_Short exercise_
Starting with the line with "Target — purple flower" and going on through the end of the listing, write those lines out again, requests included, shifting every point coordinate by adding 129 to each number. Leave the pictures out.

_Exercise input_
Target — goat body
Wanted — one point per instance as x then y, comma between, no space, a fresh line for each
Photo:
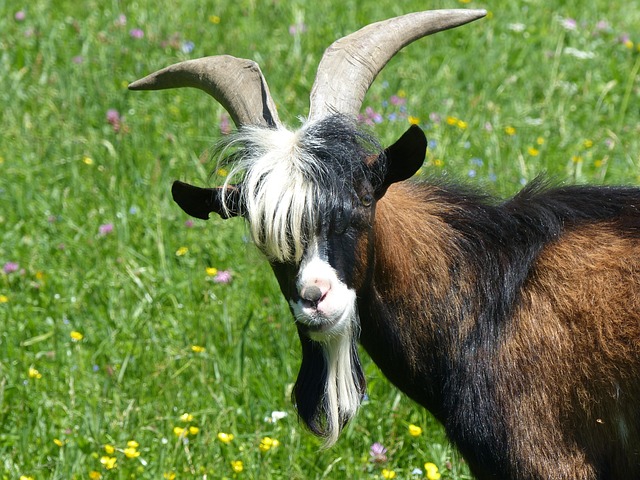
515,324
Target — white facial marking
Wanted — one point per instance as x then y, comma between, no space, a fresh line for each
328,307
326,304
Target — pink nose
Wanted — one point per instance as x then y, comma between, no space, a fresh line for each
314,292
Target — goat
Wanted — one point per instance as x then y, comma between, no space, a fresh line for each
514,322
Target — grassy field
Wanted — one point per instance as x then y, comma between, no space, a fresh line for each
135,343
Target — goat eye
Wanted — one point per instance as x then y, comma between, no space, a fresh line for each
366,200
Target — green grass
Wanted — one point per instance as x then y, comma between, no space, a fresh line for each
502,101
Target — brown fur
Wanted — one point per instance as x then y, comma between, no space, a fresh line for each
565,389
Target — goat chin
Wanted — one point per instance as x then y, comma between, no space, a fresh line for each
342,391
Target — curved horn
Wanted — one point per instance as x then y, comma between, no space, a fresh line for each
236,83
350,64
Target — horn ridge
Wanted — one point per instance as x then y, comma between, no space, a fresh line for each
237,84
349,66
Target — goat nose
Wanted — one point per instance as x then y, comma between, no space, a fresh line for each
311,294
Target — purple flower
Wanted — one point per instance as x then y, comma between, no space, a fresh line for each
187,47
396,100
378,453
297,28
223,276
569,24
136,33
225,124
10,267
113,116
121,21
114,119
105,229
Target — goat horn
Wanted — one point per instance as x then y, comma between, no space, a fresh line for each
350,64
237,84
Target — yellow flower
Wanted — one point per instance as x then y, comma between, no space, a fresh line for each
225,437
432,471
534,152
237,466
267,443
108,462
211,271
131,452
76,336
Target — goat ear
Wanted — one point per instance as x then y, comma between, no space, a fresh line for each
404,158
200,202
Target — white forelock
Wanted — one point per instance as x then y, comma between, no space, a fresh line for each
277,192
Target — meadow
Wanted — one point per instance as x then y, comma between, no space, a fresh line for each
136,342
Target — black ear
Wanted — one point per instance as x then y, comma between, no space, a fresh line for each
404,158
200,202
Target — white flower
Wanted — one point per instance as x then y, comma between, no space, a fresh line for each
581,54
275,416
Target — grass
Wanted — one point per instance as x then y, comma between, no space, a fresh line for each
91,243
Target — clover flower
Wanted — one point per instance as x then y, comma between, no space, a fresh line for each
223,276
432,471
105,229
378,453
10,267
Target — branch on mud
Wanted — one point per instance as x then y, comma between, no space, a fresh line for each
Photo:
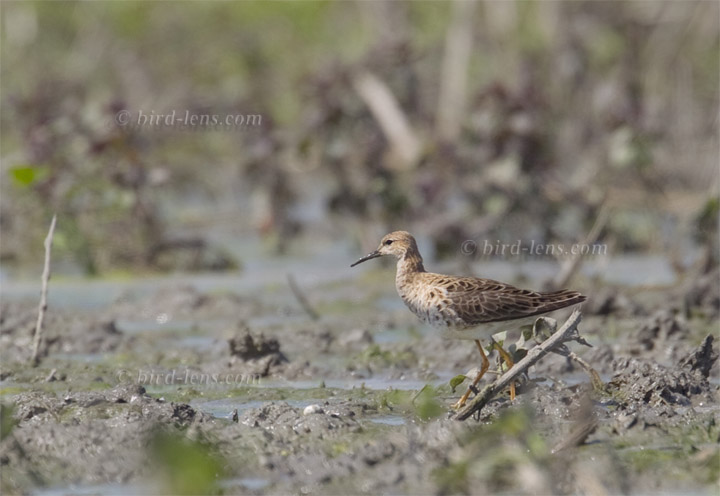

_The reply_
Target — purple flower
Wanted — one point per instance as x then y, comma between, no space, a fresh line for each
316,176
525,229
507,582
426,157
352,405
698,153
265,162
354,253
139,396
242,245
250,150
243,248
234,358
Target — goat horn
Wanted — one point per instance as x then y, comma between, no space, a fresh line for each
479,193
366,213
Target — yellow flower
Wanted — one point per instance as x then y, comma between, no space, a fresh line for each
354,566
561,600
663,281
366,595
396,572
237,591
340,400
260,581
205,465
Target — goat ear
Wanted — one point per instance as x then y, comma between, no space, a fresh line for each
533,287
329,331
Target — white forelock
Wanted — one point per instance as x then y, comma between, no space, a fresh line for each
406,321
Target — meadow
Wanted — one point per instance as x then y, comma between, no space, a fresh line for each
265,471
Target — black ear
Wanted — one point per instance as x then y, comma between, no space, a fresh line for each
533,287
329,331
Target — white flower
Wanted — one point per instance as x then y, comma between, no space, a fresh line for each
710,183
404,545
Target — grass
Wanted — one point per instance as x then y, comma between, no space, a fresh line for each
220,372
Target — clover flower
Wanted — one point per instance as x then y, comma between, no space, a fresh line for each
352,405
561,600
234,358
507,582
139,396
Target — branch on mud
Wanted — one point per instance as x then y, comma between, no space, a fresh line for each
Photo:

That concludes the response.